Dataset entries
===============
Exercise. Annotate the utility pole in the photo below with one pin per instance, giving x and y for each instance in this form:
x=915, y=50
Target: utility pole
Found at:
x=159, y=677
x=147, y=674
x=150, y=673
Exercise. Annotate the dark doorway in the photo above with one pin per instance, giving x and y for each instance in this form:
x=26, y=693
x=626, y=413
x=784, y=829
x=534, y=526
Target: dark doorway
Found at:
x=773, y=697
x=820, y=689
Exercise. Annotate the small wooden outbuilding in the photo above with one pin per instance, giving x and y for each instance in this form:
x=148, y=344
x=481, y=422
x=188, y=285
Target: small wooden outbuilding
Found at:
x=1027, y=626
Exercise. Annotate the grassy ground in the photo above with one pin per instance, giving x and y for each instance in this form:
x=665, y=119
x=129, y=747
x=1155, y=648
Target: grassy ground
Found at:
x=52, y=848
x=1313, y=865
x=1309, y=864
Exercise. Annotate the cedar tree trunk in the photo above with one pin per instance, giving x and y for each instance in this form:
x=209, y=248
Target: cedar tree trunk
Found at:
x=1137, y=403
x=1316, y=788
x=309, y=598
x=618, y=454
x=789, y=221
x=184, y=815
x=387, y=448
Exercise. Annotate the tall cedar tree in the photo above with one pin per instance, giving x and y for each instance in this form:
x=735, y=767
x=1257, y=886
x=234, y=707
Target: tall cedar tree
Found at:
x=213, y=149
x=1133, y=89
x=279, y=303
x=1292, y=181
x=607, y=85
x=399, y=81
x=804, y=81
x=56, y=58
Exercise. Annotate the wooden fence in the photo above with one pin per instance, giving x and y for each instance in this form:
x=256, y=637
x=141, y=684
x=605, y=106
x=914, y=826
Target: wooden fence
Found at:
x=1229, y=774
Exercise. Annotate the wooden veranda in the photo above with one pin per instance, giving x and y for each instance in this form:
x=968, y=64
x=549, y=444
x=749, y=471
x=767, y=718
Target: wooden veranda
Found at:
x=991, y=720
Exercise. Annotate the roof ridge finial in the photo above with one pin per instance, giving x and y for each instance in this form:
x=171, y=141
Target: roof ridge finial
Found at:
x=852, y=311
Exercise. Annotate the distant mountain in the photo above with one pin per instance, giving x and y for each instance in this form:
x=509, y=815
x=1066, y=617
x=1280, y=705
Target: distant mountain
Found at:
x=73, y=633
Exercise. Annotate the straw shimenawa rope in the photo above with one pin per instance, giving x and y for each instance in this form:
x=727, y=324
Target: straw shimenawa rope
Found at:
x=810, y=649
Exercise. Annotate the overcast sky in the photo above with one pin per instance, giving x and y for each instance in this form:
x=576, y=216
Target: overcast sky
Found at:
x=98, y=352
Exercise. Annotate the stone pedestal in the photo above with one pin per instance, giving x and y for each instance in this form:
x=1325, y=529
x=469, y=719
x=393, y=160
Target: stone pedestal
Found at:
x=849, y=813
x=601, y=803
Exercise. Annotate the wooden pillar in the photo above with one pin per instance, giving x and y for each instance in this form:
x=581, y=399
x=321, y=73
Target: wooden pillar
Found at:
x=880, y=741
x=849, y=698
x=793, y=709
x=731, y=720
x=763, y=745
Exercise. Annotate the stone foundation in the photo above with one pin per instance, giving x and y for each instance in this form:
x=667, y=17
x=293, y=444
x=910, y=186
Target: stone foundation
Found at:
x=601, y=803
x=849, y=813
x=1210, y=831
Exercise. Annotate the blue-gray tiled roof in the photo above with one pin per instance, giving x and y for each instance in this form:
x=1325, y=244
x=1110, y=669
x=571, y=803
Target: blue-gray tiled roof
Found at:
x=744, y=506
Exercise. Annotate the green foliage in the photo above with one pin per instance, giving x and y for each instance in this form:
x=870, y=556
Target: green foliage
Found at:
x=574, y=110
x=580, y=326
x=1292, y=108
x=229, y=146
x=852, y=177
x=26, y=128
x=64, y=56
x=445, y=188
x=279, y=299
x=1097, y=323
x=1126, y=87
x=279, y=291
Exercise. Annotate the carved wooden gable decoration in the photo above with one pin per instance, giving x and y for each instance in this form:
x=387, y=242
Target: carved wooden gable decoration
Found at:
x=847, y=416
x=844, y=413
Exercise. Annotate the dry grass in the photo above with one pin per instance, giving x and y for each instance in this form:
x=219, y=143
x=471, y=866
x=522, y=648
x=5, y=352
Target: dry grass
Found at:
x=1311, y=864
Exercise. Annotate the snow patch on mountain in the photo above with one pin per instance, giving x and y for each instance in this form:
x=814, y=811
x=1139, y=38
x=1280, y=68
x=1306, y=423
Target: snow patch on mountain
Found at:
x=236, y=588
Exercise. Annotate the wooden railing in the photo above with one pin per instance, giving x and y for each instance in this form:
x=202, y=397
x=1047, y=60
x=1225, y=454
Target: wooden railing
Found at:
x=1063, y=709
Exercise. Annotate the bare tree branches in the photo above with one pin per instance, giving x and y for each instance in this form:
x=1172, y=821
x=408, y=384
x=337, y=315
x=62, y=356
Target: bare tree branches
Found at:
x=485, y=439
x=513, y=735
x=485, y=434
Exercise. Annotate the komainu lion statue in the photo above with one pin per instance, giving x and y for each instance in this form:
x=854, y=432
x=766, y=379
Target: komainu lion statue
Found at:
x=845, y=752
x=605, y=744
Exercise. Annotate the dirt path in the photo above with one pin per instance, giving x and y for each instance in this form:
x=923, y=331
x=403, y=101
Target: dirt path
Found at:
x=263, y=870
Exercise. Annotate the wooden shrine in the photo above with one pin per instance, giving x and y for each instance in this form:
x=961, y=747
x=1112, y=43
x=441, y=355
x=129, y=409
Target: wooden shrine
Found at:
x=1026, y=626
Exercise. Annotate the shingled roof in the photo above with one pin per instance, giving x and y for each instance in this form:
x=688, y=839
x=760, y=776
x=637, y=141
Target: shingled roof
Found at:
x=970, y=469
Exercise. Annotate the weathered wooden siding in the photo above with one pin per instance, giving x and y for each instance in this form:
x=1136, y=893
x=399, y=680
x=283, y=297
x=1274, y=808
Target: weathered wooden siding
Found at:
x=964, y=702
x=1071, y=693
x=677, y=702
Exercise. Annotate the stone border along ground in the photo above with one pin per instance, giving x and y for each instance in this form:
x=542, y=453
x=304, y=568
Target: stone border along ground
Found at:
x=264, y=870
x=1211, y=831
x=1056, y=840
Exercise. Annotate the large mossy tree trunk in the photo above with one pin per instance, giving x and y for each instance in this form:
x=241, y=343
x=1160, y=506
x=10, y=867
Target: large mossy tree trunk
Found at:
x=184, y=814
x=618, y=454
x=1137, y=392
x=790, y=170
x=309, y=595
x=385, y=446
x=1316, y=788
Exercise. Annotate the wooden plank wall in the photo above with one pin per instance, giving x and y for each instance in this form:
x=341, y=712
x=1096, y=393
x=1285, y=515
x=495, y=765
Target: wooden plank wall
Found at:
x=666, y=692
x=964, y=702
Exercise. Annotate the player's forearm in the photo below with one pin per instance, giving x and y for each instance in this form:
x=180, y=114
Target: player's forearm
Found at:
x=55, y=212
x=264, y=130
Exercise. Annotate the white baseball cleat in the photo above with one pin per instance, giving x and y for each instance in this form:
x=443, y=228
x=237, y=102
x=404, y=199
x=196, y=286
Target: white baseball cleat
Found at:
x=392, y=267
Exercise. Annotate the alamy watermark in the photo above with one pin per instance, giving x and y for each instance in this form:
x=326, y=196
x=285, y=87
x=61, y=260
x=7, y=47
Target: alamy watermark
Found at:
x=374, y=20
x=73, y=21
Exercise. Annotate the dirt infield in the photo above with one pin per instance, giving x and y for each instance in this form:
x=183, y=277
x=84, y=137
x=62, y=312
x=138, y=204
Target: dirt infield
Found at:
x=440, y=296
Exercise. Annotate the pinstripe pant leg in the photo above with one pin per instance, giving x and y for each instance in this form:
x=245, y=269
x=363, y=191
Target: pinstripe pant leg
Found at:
===============
◆ TASK DESCRIPTION
Wherever the string "infield" appears in the entries above, list that line.

◆ ANSWER SPACE
Exercise. Annotate the dirt infield in the photo above with one pin per instance, giving x and y for each instance in this form:
Target: dirt infield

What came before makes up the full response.